-------- Stored data
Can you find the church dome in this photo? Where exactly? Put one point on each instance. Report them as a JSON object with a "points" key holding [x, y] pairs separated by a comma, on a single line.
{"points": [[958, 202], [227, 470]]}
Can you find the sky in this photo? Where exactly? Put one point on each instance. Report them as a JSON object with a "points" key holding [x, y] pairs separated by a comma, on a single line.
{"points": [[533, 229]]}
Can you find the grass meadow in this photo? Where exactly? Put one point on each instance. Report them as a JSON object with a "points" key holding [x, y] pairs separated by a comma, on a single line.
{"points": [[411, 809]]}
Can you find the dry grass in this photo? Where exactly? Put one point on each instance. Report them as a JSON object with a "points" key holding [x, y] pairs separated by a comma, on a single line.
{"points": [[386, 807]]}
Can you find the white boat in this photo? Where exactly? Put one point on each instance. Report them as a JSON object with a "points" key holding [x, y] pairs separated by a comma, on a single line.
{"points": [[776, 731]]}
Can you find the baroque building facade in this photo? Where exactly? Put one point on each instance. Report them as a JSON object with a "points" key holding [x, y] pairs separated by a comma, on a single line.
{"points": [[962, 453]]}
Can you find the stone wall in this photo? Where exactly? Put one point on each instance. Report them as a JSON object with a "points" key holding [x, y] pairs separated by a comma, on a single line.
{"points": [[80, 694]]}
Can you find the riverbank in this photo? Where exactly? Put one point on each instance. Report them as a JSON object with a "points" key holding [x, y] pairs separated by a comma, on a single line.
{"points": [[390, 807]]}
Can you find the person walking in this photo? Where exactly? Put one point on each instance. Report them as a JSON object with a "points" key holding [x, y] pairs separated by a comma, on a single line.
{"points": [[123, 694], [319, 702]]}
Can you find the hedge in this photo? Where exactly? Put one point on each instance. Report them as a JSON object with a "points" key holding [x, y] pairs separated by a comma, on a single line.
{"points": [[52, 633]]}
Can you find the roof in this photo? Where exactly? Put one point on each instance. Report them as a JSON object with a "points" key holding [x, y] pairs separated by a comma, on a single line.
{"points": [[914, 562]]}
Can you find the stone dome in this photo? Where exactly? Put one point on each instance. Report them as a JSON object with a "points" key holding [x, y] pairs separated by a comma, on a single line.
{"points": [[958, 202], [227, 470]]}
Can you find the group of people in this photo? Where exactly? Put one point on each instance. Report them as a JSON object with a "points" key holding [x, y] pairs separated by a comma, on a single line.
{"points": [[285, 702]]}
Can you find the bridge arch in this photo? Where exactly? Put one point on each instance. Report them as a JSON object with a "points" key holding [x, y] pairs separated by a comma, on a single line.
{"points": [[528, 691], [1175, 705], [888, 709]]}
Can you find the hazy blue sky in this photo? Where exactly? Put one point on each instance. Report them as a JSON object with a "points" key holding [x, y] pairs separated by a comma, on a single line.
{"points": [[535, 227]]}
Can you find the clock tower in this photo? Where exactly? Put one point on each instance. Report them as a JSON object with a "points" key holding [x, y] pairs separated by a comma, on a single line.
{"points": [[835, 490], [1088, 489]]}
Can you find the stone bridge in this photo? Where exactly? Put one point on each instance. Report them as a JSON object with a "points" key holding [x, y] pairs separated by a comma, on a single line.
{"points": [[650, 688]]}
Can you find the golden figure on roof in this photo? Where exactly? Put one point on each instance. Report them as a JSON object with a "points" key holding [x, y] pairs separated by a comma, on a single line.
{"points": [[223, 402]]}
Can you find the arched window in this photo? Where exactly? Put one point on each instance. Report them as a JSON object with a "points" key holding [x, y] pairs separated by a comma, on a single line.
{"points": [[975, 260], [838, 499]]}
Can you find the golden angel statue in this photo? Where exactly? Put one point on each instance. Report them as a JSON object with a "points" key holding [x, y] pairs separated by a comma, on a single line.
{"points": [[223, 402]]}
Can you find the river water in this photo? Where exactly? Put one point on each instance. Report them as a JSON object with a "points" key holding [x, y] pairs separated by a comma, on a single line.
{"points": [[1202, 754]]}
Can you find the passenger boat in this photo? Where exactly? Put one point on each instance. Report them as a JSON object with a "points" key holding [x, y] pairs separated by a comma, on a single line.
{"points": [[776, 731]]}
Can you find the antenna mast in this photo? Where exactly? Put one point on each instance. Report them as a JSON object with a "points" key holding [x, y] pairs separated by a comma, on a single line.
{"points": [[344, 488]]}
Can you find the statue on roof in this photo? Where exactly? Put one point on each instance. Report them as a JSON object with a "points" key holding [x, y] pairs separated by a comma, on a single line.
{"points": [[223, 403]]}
----------------
> [Exercise]: Copy out every line of the data above, exactly as given.

> [Complete answer]:
Can you find the church dome in this photo? Where exactly? Put one point on each instance. Report them as a JSON object with a "points" key holding [x, y] pairs separated by a comma, on a single line.
{"points": [[958, 202], [227, 470]]}
Can you find the sky in this photo? Where exactly? Put one point on each instance. Report them as a JSON object with a "points" key holding [x, y] pairs separated by a comma, on a single line.
{"points": [[533, 229]]}
Can you find the grass meadow in this photo? Where exactly? Put one point on each instance. Report them as a JSON object with a "points" key holding [x, y] pairs separated by a comma, on a single line.
{"points": [[411, 809]]}
Can you find the dry grass in this photo? Where exactly? Put one point on each instance. Report them as a JSON object with a "points" key holding [x, y] pairs separated by a comma, on a single line.
{"points": [[386, 807]]}
Can you find the white boat in this photo? Where exactly? Put one point on each instance. Report them as a JSON object with a "points" key holding [x, y] pairs separated by a comma, on a single line.
{"points": [[776, 731]]}
Can you find the baroque building facade in this photo? Where exactly? Put one point on each instance. Report them as a JSON object with a "points" key holding [x, y] pairs separated by a comma, on a single line.
{"points": [[962, 453]]}
Can you find the stone wall in this photo? Where exactly? Put one point on each instance. Report them as a JSON object with a "points" key holding [x, y] pairs separated by a comma, on a single line.
{"points": [[80, 694]]}
Can you find the riverbank in this photo? Where exactly? Put one point on each instance. Report them as a JSON object with a "points" key holding [x, y] pairs separated by a comma, on a single line.
{"points": [[390, 807]]}
Can you find the person walking in this photo? Where exactly? Put one point on each instance. Report them as a JSON object with a "points" key holding [x, y] pairs separated by a comma, on a single line.
{"points": [[123, 694], [319, 702]]}
Can you find the hedge in this photo? Where exactly? Put one point on each instance. Report them as a JSON object with a "points" key holding [x, y] pairs separated by a comma, on a single line.
{"points": [[52, 633]]}
Can you find the roof in this photo? Where exactly? Put one point on each instance. Report them as a JSON object with a "points" key holding [x, y] pairs separated by a comma, on a single line.
{"points": [[914, 562]]}
Can you find the stone dome in this photo? Where exactly? Put one point on each instance. Report them as a JSON object with a "points" key holding [x, y] pairs separated by a comma, on a single line.
{"points": [[958, 202], [227, 470]]}
Can you find the group of people in this photo? Where exactly? Put one point on each instance. Report them as a JSON object with a "points" key holding [x, y] pairs separated by a comma, on a single line.
{"points": [[285, 702]]}
Can you find the bridge arch in this photo? Where exactly? Put one point on each instance. Report them as a JSON object with a "points" key holding [x, y] pairs separated by a comma, on a single line.
{"points": [[528, 691], [1175, 705], [888, 709]]}
Can you find the hazy blue sky in this photo? Where exactly? Put one point on each instance. Report them as a JSON object with a "points" key holding [x, y] pairs separated by a comma, on a single line.
{"points": [[535, 227]]}
Can you find the clock tower in this photo? Where exactly? Put one point on each instance. Report them as a JSON object with a "points" key holding [x, y] pairs separated by a comma, on a single line.
{"points": [[835, 490], [1088, 489]]}
Can you find the stone bridge in this photo? Where exactly? Put one point on each instance. Report them as a JSON object with a "points" key holding [x, y] pairs separated by a comma, on a single line.
{"points": [[650, 688]]}
Can you find the golden figure on roof in this photo? Where exactly? Put one point on each instance. Report them as a JSON object with a "points" key holding [x, y] pairs separated by a comma, on a single line.
{"points": [[223, 402]]}
Can you find the arched window in this photo? Where exactly? Put one point on each instance. Report them as a JSON object with a "points" key holding [x, y] pairs separated by a comma, on a single line.
{"points": [[975, 260], [838, 499]]}
Can you find the golden angel statue in this photo? Where exactly? Put one point on each instance. Report them as a JSON object with a "points" key holding [x, y] pairs separated by a comma, on a single line.
{"points": [[223, 402]]}
Can you find the river water in this photo? Where exactly? Put one point on each instance. Report them as a JSON object with a "points" key holding [x, y] pairs separated by a comma, on a single line.
{"points": [[1202, 754]]}
Can you find the passenger boat in this photo? Where exactly? Put one point on each instance. Report them as a JSON object with a "points" key holding [x, y] pairs separated by a comma, on a single line.
{"points": [[776, 731]]}
Can you find the antenna mast in this photo? Where exactly? Put one point on each instance. Report them as a JSON object with a "points" key holding [x, y] pairs separated by a comma, on a single line.
{"points": [[344, 488]]}
Can you find the statue on roof in this photo? Where exactly? Put one point on each instance. Report them as a JSON object with a "points" key holding [x, y] pairs separated by a comma, on a single line.
{"points": [[223, 403]]}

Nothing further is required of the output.